* [Exercise]: Reproduce the entire passage about emptying a Jackson Pratt drain word for word.

* [Source extract]:
============================================================

Oftentimes, especially in hospitals, patients will have what is called a jp drain (which is an acronym for Jackson Pratt drain). This little device helps drain unwanted fluid out of a surgical site. It is a very simple concept and is very easy to care for.
Certified nursing assistants can often empty them but depending on where you are, it may be the nurse's job to care for it. If you are not authorized to empty it, don't. Even if your nurse tells you to, explain to them that it is not within your scope of practice. Doing so could get you into trouble.
Emptying one is not a difficult task. I use a urine specimen cup to get an accurate measurement on the amount emptied. Depending on how full it is will determine the best way to pop the cap off.
If it is still slightly deflated, grip the drain, pop the cap, and slowly let off your grip to let it slowly inflate. This will prevent air from quickly rushing in and pushing fluid out. If it is fully inflated, then you should be able to pop the cap off without gripping the drain since you won't have to ease air into it.
Either way, be weary of fluid squirting out from built up pressure. I issue this warning from experience. I have gotten this fluid on my face before from a build up of pressure. If this happens, wash your face thoroughly and alert the patient's nurse for further instructions. Depending on the patient's condition, you may have to take further action to protect yourself from infection.

============================================================

* [Material provided]:
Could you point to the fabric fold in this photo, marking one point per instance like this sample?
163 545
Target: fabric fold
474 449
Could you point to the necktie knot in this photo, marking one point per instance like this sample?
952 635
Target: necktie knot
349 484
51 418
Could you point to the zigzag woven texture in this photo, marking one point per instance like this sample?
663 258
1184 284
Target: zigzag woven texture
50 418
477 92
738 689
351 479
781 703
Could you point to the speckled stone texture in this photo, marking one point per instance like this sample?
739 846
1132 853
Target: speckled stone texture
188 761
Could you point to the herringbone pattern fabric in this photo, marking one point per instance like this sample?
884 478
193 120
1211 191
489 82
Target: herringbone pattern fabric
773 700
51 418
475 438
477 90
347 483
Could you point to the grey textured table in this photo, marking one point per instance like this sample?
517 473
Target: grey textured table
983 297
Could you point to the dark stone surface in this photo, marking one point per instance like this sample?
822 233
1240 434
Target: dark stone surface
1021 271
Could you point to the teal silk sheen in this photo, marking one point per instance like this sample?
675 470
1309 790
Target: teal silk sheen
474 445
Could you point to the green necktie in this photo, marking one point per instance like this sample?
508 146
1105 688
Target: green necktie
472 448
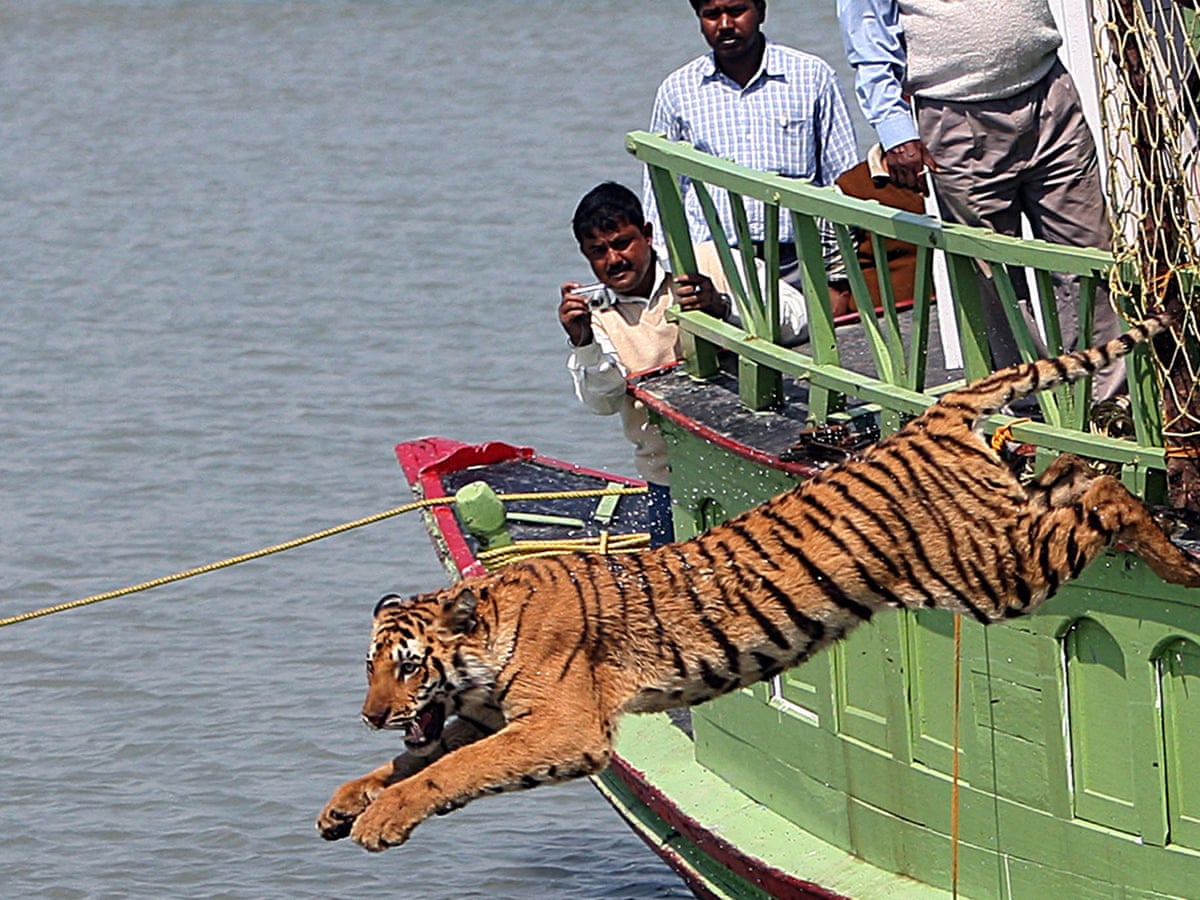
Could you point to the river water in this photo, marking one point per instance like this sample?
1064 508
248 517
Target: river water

============================================================

* [Solution to the problem]:
Oftentimes, especially in hospitals, patients will have what is called a jp drain (which is an acronym for Jackson Pratt drain). This little device helps drain unwanted fluid out of a surgical site. It is a very simple concept and is very easy to care for.
Certified nursing assistants can often empty them but depending on where you are, it may be the nurse's job to care for it. If you are not authorized to empty it, don't. Even if your nurse tells you to, explain to them that it is not within your scope of practice. Doing so could get you into trouble.
Emptying one is not a difficult task. I use a urine specimen cup to get an accurate measurement on the amount emptied. Depending on how full it is will determine the best way to pop the cap off.
If it is still slightly deflated, grip the drain, pop the cap, and slowly let off your grip to let it slowly inflate. This will prevent air from quickly rushing in and pushing fluid out. If it is fully inflated, then you should be able to pop the cap off without gripping the drain since you won't have to ease air into it.
Either way, be weary of fluid squirting out from built up pressure. I issue this warning from experience. I have gotten this fluid on my face before from a build up of pressure. If this happens, wash your face thoroughly and alert the patient's nurse for further instructions. Depending on the patient's condition, you may have to take further action to protect yourself from infection.